(Exercise details):
Reproduce every one of the entries below word for word, with each line kept in its original order.
---- Data to use
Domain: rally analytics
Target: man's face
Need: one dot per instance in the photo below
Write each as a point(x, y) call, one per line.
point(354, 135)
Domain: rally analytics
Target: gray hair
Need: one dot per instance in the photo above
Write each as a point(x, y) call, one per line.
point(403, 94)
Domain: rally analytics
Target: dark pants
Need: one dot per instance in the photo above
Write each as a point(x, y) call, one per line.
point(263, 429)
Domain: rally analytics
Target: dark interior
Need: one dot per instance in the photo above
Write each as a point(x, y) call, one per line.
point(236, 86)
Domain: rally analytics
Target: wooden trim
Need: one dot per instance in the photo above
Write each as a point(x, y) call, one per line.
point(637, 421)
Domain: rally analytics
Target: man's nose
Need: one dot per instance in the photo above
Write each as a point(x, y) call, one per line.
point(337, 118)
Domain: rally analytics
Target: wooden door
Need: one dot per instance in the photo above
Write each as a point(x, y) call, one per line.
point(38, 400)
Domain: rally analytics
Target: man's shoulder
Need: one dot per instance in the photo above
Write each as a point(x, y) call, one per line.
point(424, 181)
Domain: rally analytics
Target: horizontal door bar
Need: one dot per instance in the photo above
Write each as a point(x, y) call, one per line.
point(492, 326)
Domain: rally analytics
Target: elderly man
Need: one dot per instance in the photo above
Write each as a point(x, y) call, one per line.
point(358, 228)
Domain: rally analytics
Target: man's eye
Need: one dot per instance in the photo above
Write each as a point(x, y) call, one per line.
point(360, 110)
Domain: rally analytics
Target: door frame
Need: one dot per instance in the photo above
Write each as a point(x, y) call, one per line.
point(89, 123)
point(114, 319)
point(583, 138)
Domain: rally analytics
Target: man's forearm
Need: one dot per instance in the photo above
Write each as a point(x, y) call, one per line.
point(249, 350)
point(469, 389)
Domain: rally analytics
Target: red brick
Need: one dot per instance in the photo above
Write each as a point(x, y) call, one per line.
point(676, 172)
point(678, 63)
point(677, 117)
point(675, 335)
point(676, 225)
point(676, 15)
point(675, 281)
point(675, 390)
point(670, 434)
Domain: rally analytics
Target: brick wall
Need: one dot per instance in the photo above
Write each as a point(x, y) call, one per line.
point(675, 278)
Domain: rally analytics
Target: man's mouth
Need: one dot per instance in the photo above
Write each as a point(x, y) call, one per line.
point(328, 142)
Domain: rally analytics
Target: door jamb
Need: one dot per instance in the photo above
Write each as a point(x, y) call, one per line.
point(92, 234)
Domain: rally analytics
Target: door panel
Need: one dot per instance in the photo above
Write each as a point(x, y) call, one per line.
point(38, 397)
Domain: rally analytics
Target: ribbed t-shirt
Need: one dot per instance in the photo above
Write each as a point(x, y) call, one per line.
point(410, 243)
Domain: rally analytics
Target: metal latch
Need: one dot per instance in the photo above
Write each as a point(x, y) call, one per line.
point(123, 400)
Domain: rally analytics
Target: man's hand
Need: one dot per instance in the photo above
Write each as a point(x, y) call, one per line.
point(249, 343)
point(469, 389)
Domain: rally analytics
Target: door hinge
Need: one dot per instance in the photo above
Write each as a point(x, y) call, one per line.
--------
(Exercise answer):
Domain: rally analytics
Target: man's face
Need: one dot per instance in the photo below
Write each as a point(x, y) call, one per line.
point(354, 135)
Domain: rally analytics
Target: gray hair
Need: one dot per instance in the photo above
Write each as a point(x, y) call, one per line.
point(403, 94)
Domain: rally analytics
Target: dark pants
Need: one dot per instance in the photo above
Write each as a point(x, y) call, one per line.
point(263, 429)
Domain: rally analytics
Target: dark interior
Need: one dot per instance in the photo above
Write each as a point(x, y) call, one per line.
point(236, 86)
Domain: rally analytics
Target: wooden trim
Need: one dot per instance in the photo above
Write each as a point(x, y) call, one per line.
point(637, 421)
Domain: rally analytics
Target: man's nose
Need: one dot per instance in the photo above
Write each as a point(x, y) call, one per line.
point(337, 118)
Domain: rally analytics
Target: wooden door
Need: one dot per instance in the photo above
Write each as a point(x, y) call, one per line.
point(38, 400)
Domain: rally analytics
Target: man's shoulder
Need: one dot per instance in the photo above
Write each as a point(x, y) call, one per line.
point(424, 181)
Domain: rally analytics
Target: horizontal door bar
Need: one dot per instance in the photo above
Write each as a point(x, y) call, one per line.
point(492, 326)
Domain: rally analytics
Target: elderly man
Need: one dot per instance in the photo above
Write each as a point(x, y) call, one per line.
point(358, 228)
Domain: rally analytics
Target: man's eye
Need: one dot per instance in the photo above
Write each as a point(x, y) call, one per line.
point(360, 110)
Domain: rally analytics
Target: door frame
Need: one dot per instance in the photo above
Write each as a point(x, y) call, one per line.
point(89, 123)
point(114, 319)
point(583, 138)
Domain: rally analytics
Target: man's forearm
Need: one dot per instance in the photo above
Write each as a point(x, y) call, one per line.
point(249, 350)
point(469, 389)
Domain: rally analytics
Target: red brick
Need: one dot per instance in the photo above
Write each as a point(x, y) call, one per line.
point(676, 172)
point(678, 63)
point(677, 117)
point(675, 335)
point(676, 225)
point(676, 15)
point(675, 281)
point(675, 390)
point(670, 434)
Domain: rally analytics
Target: brick wall
Need: one dot per instance in the photo above
Write each as a point(x, y) call, one per line.
point(675, 278)
Domain: rally analytics
Target: man's mouth
Need: one dot per instance in the photo above
Write each as a point(x, y) call, one per line.
point(328, 142)
Domain: rally analytics
Target: door jamb
Need: one dot per instance in the photo above
Write each as a point(x, y) call, one per line.
point(92, 234)
Domain: rally analytics
Target: door panel
Need: one dot per instance in the photo above
Write each as a point(x, y) call, one per line.
point(38, 397)
Domain: rally analytics
Target: ribbed t-shirt
Need: one dot per instance in the photo above
Write each as a point(x, y) call, one per line.
point(410, 243)
Domain: rally analytics
Target: metal latch
Need: one dot per instance in the photo above
Write each as a point(x, y) call, one per line.
point(123, 400)
Domain: rally analytics
Target: man's hand
Need: one dot per instance in the photo above
Write each as a point(x, y) call, one per line.
point(249, 343)
point(469, 389)
Domain: rally analytics
Target: door hinge
Need: one dot per instance in the photo above
Write each as a point(x, y) call, one per line.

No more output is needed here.